───── Records supplied ─────

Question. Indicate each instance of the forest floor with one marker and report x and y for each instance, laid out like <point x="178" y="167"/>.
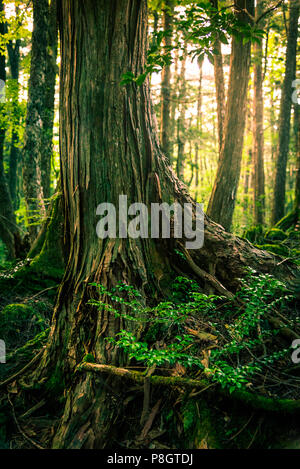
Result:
<point x="229" y="359"/>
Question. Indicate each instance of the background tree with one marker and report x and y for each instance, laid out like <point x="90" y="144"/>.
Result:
<point x="278" y="209"/>
<point x="100" y="136"/>
<point x="222" y="201"/>
<point x="258" y="127"/>
<point x="39" y="122"/>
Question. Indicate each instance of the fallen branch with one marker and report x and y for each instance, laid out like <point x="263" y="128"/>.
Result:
<point x="26" y="437"/>
<point x="252" y="400"/>
<point x="21" y="372"/>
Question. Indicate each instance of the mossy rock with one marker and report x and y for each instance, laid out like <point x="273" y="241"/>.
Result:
<point x="275" y="234"/>
<point x="294" y="235"/>
<point x="288" y="221"/>
<point x="19" y="323"/>
<point x="278" y="249"/>
<point x="255" y="234"/>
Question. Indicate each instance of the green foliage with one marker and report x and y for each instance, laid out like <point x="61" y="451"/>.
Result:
<point x="20" y="319"/>
<point x="167" y="341"/>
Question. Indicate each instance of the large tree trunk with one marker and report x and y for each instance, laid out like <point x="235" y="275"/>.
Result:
<point x="258" y="130"/>
<point x="278" y="209"/>
<point x="166" y="91"/>
<point x="222" y="201"/>
<point x="109" y="146"/>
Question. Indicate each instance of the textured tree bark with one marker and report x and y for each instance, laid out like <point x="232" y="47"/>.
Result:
<point x="258" y="129"/>
<point x="166" y="91"/>
<point x="222" y="201"/>
<point x="40" y="111"/>
<point x="278" y="209"/>
<point x="109" y="146"/>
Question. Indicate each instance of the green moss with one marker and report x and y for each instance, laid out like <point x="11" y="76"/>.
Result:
<point x="275" y="249"/>
<point x="89" y="359"/>
<point x="199" y="425"/>
<point x="289" y="220"/>
<point x="255" y="234"/>
<point x="19" y="319"/>
<point x="56" y="382"/>
<point x="276" y="234"/>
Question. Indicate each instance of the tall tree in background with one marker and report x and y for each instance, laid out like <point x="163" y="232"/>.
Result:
<point x="9" y="231"/>
<point x="39" y="120"/>
<point x="13" y="48"/>
<point x="297" y="191"/>
<point x="220" y="83"/>
<point x="198" y="146"/>
<point x="181" y="123"/>
<point x="166" y="91"/>
<point x="49" y="99"/>
<point x="108" y="150"/>
<point x="222" y="201"/>
<point x="258" y="128"/>
<point x="278" y="209"/>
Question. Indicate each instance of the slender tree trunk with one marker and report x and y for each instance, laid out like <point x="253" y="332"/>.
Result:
<point x="222" y="201"/>
<point x="9" y="231"/>
<point x="40" y="111"/>
<point x="181" y="119"/>
<point x="297" y="191"/>
<point x="258" y="130"/>
<point x="278" y="208"/>
<point x="166" y="91"/>
<point x="220" y="84"/>
<point x="14" y="61"/>
<point x="48" y="115"/>
<point x="109" y="147"/>
<point x="199" y="128"/>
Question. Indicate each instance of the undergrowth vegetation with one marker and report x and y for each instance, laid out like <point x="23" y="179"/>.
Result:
<point x="233" y="343"/>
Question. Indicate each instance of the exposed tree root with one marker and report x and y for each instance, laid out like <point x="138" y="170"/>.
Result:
<point x="251" y="400"/>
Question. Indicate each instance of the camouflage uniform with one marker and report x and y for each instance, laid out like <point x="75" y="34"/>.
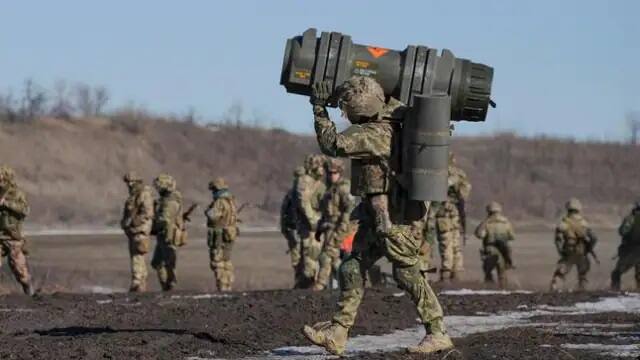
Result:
<point x="137" y="220"/>
<point x="14" y="208"/>
<point x="168" y="225"/>
<point x="309" y="191"/>
<point x="495" y="232"/>
<point x="369" y="142"/>
<point x="335" y="224"/>
<point x="629" y="249"/>
<point x="288" y="223"/>
<point x="222" y="232"/>
<point x="449" y="227"/>
<point x="573" y="240"/>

─────

Goal -> Give every line above again exactly, with no pictures.

Written response ->
Question. Indicate each instance of the forest floor with one marker and report x and y for each instance, laid out like <point x="178" y="167"/>.
Result:
<point x="229" y="359"/>
Question. Indicate each instance of the background tree with one marker and report x and y for each instance, laid out like <point x="90" y="144"/>.
Result:
<point x="278" y="209"/>
<point x="100" y="136"/>
<point x="222" y="201"/>
<point x="258" y="127"/>
<point x="39" y="122"/>
Question. Indicate each instance of the fallen branch with one marker and report x and y for each instance, laid out like <point x="263" y="128"/>.
Result:
<point x="26" y="437"/>
<point x="252" y="400"/>
<point x="21" y="372"/>
Question. Indicate each instance of the mossy rock with one marker and report x and y for each instance, laid out like <point x="273" y="241"/>.
Result:
<point x="275" y="234"/>
<point x="294" y="235"/>
<point x="288" y="221"/>
<point x="19" y="323"/>
<point x="278" y="249"/>
<point x="255" y="234"/>
Question. Indicate each instance of the green foliage with one marker and report x and y for each instance, laid out like <point x="61" y="451"/>.
Result:
<point x="20" y="319"/>
<point x="167" y="341"/>
Question. Indicate each instance of the large tree trunk with one marker and report x and y for each instance, laid out like <point x="235" y="275"/>.
Result:
<point x="258" y="130"/>
<point x="278" y="209"/>
<point x="166" y="91"/>
<point x="222" y="201"/>
<point x="109" y="146"/>
Question. Indicate each instance of the textured tree bark with one marker and report x and y for each instance, laid out like <point x="232" y="47"/>.
Result:
<point x="258" y="129"/>
<point x="166" y="91"/>
<point x="222" y="201"/>
<point x="40" y="111"/>
<point x="278" y="209"/>
<point x="109" y="146"/>
Question. Indicate each instance of the green moss with one marker and report x and y for each instance, laid out like <point x="11" y="76"/>.
Result:
<point x="275" y="249"/>
<point x="89" y="359"/>
<point x="199" y="425"/>
<point x="289" y="220"/>
<point x="255" y="234"/>
<point x="19" y="319"/>
<point x="56" y="382"/>
<point x="276" y="234"/>
Question. Indicate each instance of the tall tree in background with one marker and report x and y for each instance, laid out like <point x="163" y="232"/>.
Result:
<point x="9" y="231"/>
<point x="39" y="120"/>
<point x="13" y="48"/>
<point x="297" y="191"/>
<point x="220" y="83"/>
<point x="198" y="146"/>
<point x="181" y="123"/>
<point x="166" y="91"/>
<point x="49" y="99"/>
<point x="108" y="150"/>
<point x="222" y="201"/>
<point x="258" y="128"/>
<point x="278" y="209"/>
Question. Indicate each instance of the slender tree trunk with one marker and report x and y for each instance, laid out like <point x="253" y="332"/>.
Result:
<point x="222" y="201"/>
<point x="9" y="231"/>
<point x="40" y="111"/>
<point x="181" y="119"/>
<point x="297" y="191"/>
<point x="258" y="130"/>
<point x="278" y="208"/>
<point x="166" y="91"/>
<point x="220" y="84"/>
<point x="14" y="61"/>
<point x="48" y="115"/>
<point x="109" y="147"/>
<point x="199" y="128"/>
Question. Indicate each instance of the undergrowth vegetation with one marker and report x and y for each instance, laid out like <point x="23" y="179"/>.
Result:
<point x="233" y="343"/>
Question. Indicate each instance of the exposed tree root with one marker and report x and y for each instance, laid out like <point x="138" y="170"/>.
Result:
<point x="251" y="400"/>
Question. Indicate each instance of the camouflage uniform with one marker and report x and y for each instance, laid out like <point x="75" y="34"/>.
Result:
<point x="137" y="220"/>
<point x="14" y="208"/>
<point x="168" y="225"/>
<point x="309" y="191"/>
<point x="495" y="232"/>
<point x="369" y="142"/>
<point x="335" y="224"/>
<point x="629" y="249"/>
<point x="288" y="223"/>
<point x="222" y="232"/>
<point x="449" y="227"/>
<point x="573" y="240"/>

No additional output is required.